- **Exercise**
All of the lines below should be output exactly as shown.

- **Input for this task**
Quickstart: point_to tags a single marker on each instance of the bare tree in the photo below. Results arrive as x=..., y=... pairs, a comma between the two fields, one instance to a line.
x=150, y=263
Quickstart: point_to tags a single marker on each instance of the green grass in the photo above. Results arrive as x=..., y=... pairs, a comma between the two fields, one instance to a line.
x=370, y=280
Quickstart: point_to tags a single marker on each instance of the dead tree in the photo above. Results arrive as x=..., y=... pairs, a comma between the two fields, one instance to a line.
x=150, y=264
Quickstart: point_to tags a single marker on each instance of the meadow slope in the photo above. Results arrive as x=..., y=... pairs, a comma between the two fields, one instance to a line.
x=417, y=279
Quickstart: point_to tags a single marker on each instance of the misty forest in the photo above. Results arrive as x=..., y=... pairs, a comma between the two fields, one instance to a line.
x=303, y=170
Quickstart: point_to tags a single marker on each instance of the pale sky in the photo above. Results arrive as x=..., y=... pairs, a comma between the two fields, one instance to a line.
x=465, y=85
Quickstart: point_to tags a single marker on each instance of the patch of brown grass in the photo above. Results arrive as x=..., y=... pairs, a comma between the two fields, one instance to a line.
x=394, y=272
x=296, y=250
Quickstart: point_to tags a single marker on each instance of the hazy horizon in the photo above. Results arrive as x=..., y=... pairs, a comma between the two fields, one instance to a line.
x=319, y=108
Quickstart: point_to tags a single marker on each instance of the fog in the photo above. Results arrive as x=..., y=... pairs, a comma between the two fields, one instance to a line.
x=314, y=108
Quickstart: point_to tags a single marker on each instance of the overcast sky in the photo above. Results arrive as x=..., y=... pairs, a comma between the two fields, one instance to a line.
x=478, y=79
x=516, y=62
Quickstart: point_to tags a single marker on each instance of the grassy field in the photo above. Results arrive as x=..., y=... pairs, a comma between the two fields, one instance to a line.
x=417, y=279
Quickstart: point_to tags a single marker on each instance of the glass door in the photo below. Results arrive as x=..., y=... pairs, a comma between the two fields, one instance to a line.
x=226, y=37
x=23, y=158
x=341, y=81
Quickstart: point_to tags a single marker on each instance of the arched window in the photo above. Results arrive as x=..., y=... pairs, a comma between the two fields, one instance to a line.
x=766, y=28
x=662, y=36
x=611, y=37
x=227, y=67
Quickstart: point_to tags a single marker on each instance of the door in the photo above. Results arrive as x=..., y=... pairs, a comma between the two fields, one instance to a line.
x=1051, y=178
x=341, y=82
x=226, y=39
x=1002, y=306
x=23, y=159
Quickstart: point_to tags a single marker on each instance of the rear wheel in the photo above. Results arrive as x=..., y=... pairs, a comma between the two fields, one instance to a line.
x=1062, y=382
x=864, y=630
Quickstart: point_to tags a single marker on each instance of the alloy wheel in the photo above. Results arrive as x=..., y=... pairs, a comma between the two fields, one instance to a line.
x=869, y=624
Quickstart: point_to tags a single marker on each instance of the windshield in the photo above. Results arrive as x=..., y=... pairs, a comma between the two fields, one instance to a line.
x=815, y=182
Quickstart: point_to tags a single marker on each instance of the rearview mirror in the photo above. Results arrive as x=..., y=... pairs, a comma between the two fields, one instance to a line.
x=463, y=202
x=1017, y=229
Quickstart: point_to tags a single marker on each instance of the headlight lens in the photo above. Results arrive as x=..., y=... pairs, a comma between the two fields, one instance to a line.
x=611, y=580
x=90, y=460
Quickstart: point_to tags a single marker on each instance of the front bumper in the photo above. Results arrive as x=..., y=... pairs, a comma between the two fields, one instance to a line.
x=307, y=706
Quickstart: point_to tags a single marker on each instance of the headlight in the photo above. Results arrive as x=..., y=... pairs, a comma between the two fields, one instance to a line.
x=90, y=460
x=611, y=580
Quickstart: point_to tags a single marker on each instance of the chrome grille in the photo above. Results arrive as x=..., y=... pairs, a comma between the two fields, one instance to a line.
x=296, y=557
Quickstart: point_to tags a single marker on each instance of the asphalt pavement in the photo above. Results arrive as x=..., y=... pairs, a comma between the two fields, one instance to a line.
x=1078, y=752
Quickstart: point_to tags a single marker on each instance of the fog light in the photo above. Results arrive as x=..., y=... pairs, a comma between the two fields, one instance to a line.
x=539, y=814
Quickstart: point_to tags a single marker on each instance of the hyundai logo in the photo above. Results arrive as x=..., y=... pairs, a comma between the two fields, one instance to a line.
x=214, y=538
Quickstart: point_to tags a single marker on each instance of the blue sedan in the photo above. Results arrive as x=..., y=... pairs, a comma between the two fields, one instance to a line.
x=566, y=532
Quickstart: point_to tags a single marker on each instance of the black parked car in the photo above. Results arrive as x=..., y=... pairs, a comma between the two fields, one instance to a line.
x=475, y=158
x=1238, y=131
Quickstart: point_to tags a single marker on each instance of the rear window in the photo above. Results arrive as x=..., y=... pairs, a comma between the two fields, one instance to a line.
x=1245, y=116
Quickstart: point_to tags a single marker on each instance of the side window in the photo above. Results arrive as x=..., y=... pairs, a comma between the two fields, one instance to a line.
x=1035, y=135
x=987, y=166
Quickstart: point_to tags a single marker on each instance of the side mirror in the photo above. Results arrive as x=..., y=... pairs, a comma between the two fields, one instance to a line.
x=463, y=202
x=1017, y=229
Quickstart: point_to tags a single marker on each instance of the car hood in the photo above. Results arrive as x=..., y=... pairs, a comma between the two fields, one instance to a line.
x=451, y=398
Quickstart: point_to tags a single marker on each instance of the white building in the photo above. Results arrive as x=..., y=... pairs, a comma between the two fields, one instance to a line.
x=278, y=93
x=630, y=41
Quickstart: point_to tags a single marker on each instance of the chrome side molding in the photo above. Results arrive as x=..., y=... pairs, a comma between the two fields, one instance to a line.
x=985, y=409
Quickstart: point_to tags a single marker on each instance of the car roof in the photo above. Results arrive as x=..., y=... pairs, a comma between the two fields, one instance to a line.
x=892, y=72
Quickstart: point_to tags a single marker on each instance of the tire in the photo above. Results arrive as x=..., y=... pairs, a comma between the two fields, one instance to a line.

- **Written solution**
Quickstart: point_to tags a single marker on each instance of the bare tree in the photo below. Results arrive as x=..., y=... pairs, a comma between the two fields, one instance to a line.
x=150, y=263
Quickstart: point_to tags a single marker on each instance of the green grass in the photo above. Results arrive as x=..., y=... pairs, a comma between the two fields, one instance to a line.
x=370, y=280
Quickstart: point_to tags a single marker on each instance of the dead tree in the photo above. Results arrive as x=..., y=... pairs, a comma between the two fields, one instance to a line.
x=150, y=264
Quickstart: point_to tags a single marker on each instance of the meadow slope in the photo above. Results arrive as x=..., y=... pairs, a comma between the two fields, one instance to a line.
x=417, y=279
Quickstart: point_to tags a single marker on each instance of the misty forest in the photo above. Results arrive as x=..., y=... pairs, a comma between the two fields, one instance to a line.
x=303, y=170
Quickstart: point_to tags a single marker on each instance of the pale sky in the photo above. Results arrive as x=..., y=... pairs, a comma between the two fields, one instance to a line.
x=465, y=85
Quickstart: point_to tags a single marker on each instance of the patch of brown grass in the photo above. Results arrive as x=..., y=... pairs, a comma between the two fields, one instance to a line.
x=394, y=272
x=296, y=250
Quickstart: point_to tags a single marker on each instance of the hazy horizon in the photo above. Results arrive as x=..., y=... pairs, a comma between the two fields, one instance to a line.
x=319, y=108
Quickstart: point_to tags a single marker on each instance of the fog in the photo above. Results arrive as x=..., y=... pairs, a comma between the two fields, one instance to a line.
x=314, y=108
Quickstart: point_to tags a single marker on each instance of the overcast sky in the photo above. Results arrive as x=..., y=... pairs, a comma between the two fields, one instance to a line.
x=478, y=79
x=516, y=62
Quickstart: point_to tags a single marker on each instance of the grassy field in the photo above. Results arrive as x=..., y=... pairs, a comma between the two fields, one instance to a line.
x=417, y=279
Quickstart: point_to tags a single marker on each instance of the glass door in the photo below. Results arrive as x=..., y=... pairs, a comma between the two fields, one instance to a line.
x=226, y=37
x=23, y=158
x=341, y=81
Quickstart: point_to tags a single marker on each instance of the arched window in the photo above. Results arrive as x=..., y=... pairs, a comma between the two fields, one instance to a line.
x=766, y=28
x=662, y=36
x=611, y=37
x=227, y=67
Quickstart: point_to tags a single marker on each instance of the door in the photo above. Results arrive as x=..., y=... pairs, a comma between the two fields, one instance to a line.
x=1051, y=178
x=341, y=82
x=226, y=39
x=1002, y=306
x=23, y=159
Quickstart: point_to tags a single marker on each instance of the rear wheel in the photo above. Results arrive as x=..., y=... pairs, a comma between the two fields, one instance to a line.
x=1062, y=382
x=864, y=630
Quickstart: point_to tags a single marker on each instance of the alloy wheel in the photo above. Results arrive as x=..., y=... pairs, a comma between the two fields, one instance to a line.
x=869, y=624
Quickstart: point_to tags a single marker on each instance of the windshield in the photo above. Results arrive as x=..., y=... pairs, a comma between the two fields, one instance to a line.
x=815, y=182
Quickstart: point_to tags a single marker on each instance of the rearview mirror in the photo above. Results arrive as x=..., y=... pairs, a comma between the two fields, one instance to a line.
x=463, y=202
x=1017, y=229
Quickstart: point_to tags a single marker on each instance of the headlight lens in the photo above. Results arrive as x=..., y=... pairs, a comma between the two fields, one instance to a line.
x=611, y=580
x=90, y=460
Quickstart: point_to tags a single marker on each instance of the front bumper in the photo above. Results arrive as x=..., y=... pairs, a comma between the two fields, one instance to a line.
x=307, y=706
Quickstart: point_to tags a single marker on each instance of the headlight in the photo above. Results arrive as x=..., y=... pairs, a comma between the two fields, one instance to a line.
x=90, y=460
x=611, y=580
Quickstart: point_to tags a single marker on each instance of the chrome grille in the photo above. Results arrive as x=..., y=... pairs, a comma between the two fields, one instance to a line.
x=296, y=557
Quickstart: point_to tags a single marker on each instance of the asphalt pavement in the photo above. Results arrive as x=..., y=... pairs, a comma between the two fields, one instance to a line.
x=1078, y=752
Quickstart: point_to tags a single marker on each instance of the fog light in the photo above. Results arrive as x=..., y=... pairs, a comma between the two fields, one instance to a line.
x=539, y=814
Quickstart: point_to tags a single marker on each instance of the hyundai logo in the photo above. Results arrive as x=..., y=... pairs, a comma between the two fields, one instance to a line.
x=214, y=538
Quickstart: point_to tags a single marker on each instance of the blue sedan in the photo above. Results arrive as x=..., y=... pairs, a comma between the two fields, one instance to a line.
x=566, y=532
Quickstart: point_to tags a single marker on each instance of the black parked car in the photo above. Results arrive as x=..., y=... pairs, a comma between the two fields, one instance to a line.
x=475, y=158
x=1238, y=131
Quickstart: point_to tags a single marker on each instance of the rear window in the photo above. Results arrive as x=..., y=... pairs, a comma between the two fields, one instance to a line.
x=1245, y=116
Quickstart: point_to tags a single marker on each instance of the side window in the photo above. Results arrive as x=..., y=... pairs, a comma between the two fields, one instance to a line.
x=1035, y=135
x=987, y=166
Quickstart: point_to tags a single marker on each instance of the side mirror in the photo above. Results arrive as x=..., y=... pairs, a comma between the two fields, one instance to a line.
x=463, y=202
x=1017, y=229
Quickstart: point_to tags a single marker on each instance of the car hood in the photo above. Results arrive as x=..., y=... pairs, a comma between the two fields, one instance to a line.
x=451, y=398
Quickstart: point_to tags a single marker on each instance of the white building in the photo above. Results arrive as x=..., y=... pairs, a comma between the two fields, one instance to a line.
x=278, y=93
x=630, y=41
Quickstart: point_to tags a single marker on each instance of the chrome side molding in the photo above. Results arrive as x=..., y=... pairs, a comma between the two fields, one instance to a line.
x=985, y=409
Quickstart: point_to tags a single marker on each instance of the car roof in the photo above. Results arrive as x=..., y=... pairs, a comma between the two fields, one instance to a line.
x=892, y=72
Quickstart: point_to tags a single marker on each instance of the tire in the photo above. Results arrive as x=..., y=... pairs, a comma between the two fields, one instance to a line.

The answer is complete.